Task to carry out
Reproduce the part of the passage on wearable blood pressure sensing starting at "In pulse waveform" and ending at "for continuous blood pressure monitoring.".

Background
Hypertension is a common cardiovascular condition. Wearable continuous blood pressure monitoring can support self-monitoring in daily life and assist in hypertension and cardiovascular care. Because traditional cuff-based methods are not suited to continuous monitoring, researchers have proposed various wearable approaches. Pulse wave analysis (PWA) combined with machine learning has become a mainstream technique.
In pulse waveform recording, photoplethysmography (PPG) sensors are the most commonly used wearable pulse sensors, but they are susceptible to factors such as ambient light and skin tone. PPG often requires extensive per-subject calibration and shows limited generalization across different individuals and wearing conditions, which can cause inaccurate blood pressure estimates. Pressure sensors are not affected by light or skin tone, so methods based on wrist pulse pressure wave measurement have drawn increasing attention. However, skin temperature and wearing pressure can also affect the pulse pressure waveform and thus influence blood pressure estimation. Overall, existing pulse sensor approaches face challenges in measurement accuracy, reliance on individual calibration, and cross-subject generalization for continuous blood pressure monitoring.
New sensing principle and device
To address these issues, Professor Rong Zhu and his team at Tsinghua University recently proposed a new pressure-sensing principle based on the skin pressure-thermal effect and developed a flexible multimodal pulse sensor. The system simultaneously measures high-fidelity pulse pressure waveforms, skin temperature, and wearing pressure for wearable continuous blood pressure monitoring.

[Region pointing data]
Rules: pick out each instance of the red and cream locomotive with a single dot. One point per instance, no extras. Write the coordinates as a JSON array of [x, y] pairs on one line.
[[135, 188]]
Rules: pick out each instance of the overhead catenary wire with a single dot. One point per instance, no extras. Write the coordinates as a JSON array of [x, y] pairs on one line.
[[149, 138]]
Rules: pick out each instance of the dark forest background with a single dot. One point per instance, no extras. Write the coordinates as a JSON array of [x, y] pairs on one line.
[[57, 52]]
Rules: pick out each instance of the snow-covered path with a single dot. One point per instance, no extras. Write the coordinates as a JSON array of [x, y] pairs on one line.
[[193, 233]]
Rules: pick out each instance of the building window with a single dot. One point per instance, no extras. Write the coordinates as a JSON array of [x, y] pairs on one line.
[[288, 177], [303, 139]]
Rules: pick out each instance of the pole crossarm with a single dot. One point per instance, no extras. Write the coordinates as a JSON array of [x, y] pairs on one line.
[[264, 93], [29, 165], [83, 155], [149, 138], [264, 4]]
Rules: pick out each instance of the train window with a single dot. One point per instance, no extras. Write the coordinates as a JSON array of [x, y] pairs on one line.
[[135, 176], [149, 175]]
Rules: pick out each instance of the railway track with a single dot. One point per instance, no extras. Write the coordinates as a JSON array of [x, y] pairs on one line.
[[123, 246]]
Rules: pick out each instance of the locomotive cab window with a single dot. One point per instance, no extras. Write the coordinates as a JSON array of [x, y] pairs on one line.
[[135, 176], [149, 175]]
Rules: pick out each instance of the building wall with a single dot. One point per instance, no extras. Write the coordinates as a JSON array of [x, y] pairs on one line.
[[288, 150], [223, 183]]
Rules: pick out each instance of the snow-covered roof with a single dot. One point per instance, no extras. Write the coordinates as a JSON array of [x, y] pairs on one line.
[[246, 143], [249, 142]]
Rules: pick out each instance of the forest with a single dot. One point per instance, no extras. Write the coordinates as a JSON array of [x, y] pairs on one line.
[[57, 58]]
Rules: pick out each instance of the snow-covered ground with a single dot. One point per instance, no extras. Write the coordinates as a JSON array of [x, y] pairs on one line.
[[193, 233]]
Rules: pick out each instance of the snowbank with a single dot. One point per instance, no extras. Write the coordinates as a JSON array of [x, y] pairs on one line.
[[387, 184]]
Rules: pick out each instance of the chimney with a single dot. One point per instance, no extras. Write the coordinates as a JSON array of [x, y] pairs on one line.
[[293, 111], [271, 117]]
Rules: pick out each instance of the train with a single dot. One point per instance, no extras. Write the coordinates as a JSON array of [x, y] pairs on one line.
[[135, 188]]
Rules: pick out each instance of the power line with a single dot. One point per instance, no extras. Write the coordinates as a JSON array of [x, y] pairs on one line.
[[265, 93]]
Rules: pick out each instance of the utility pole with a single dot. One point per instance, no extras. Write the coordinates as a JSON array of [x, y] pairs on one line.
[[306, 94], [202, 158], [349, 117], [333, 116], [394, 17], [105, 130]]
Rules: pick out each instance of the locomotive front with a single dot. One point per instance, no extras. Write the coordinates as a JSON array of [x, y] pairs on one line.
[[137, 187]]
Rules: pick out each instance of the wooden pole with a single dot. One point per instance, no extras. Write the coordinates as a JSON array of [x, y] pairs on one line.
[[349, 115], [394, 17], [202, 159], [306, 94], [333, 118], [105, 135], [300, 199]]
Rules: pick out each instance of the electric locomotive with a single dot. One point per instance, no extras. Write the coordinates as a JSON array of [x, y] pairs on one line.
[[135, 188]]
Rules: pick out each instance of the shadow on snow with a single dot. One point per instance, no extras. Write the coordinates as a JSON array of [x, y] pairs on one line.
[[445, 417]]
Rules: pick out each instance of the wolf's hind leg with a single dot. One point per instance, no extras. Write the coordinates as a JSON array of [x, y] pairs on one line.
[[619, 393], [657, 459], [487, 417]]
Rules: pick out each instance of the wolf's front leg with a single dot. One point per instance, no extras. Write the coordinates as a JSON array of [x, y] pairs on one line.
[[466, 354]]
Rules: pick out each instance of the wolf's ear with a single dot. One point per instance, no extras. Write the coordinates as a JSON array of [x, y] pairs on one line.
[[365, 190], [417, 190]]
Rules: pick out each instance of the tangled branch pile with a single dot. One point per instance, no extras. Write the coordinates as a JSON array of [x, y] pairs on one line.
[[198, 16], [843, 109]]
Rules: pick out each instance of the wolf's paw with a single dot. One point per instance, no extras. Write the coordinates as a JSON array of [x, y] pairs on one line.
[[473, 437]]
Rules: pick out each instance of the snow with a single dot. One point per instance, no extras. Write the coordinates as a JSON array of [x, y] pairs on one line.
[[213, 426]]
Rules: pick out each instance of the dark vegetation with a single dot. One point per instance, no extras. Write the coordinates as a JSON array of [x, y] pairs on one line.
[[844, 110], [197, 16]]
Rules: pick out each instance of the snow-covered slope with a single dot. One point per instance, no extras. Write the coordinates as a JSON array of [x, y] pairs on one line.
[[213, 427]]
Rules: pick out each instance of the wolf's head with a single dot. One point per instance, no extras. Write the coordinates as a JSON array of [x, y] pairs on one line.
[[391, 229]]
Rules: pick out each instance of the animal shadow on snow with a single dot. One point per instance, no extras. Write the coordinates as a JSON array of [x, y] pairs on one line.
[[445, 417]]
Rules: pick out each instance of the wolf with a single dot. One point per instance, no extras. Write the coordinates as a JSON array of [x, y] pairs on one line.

Answer section
In pulse waveform recording, photoplethysmography (PPG) sensors are the most commonly used wearable pulse sensors, but they are susceptible to factors such as ambient light and skin tone. PPG often requires extensive per-subject calibration and shows limited generalization across different individuals and wearing conditions, which can cause inaccurate blood pressure estimates. Pressure sensors are not affected by light or skin tone, so methods based on wrist pulse pressure wave measurement have drawn increasing attention. However, skin temperature and wearing pressure can also affect the pulse pressure waveform and thus influence blood pressure estimation. Overall, existing pulse sensor approaches face challenges in measurement accuracy, reliance on individual calibration, and cross-subject generalization for continuous blood pressure monitoring.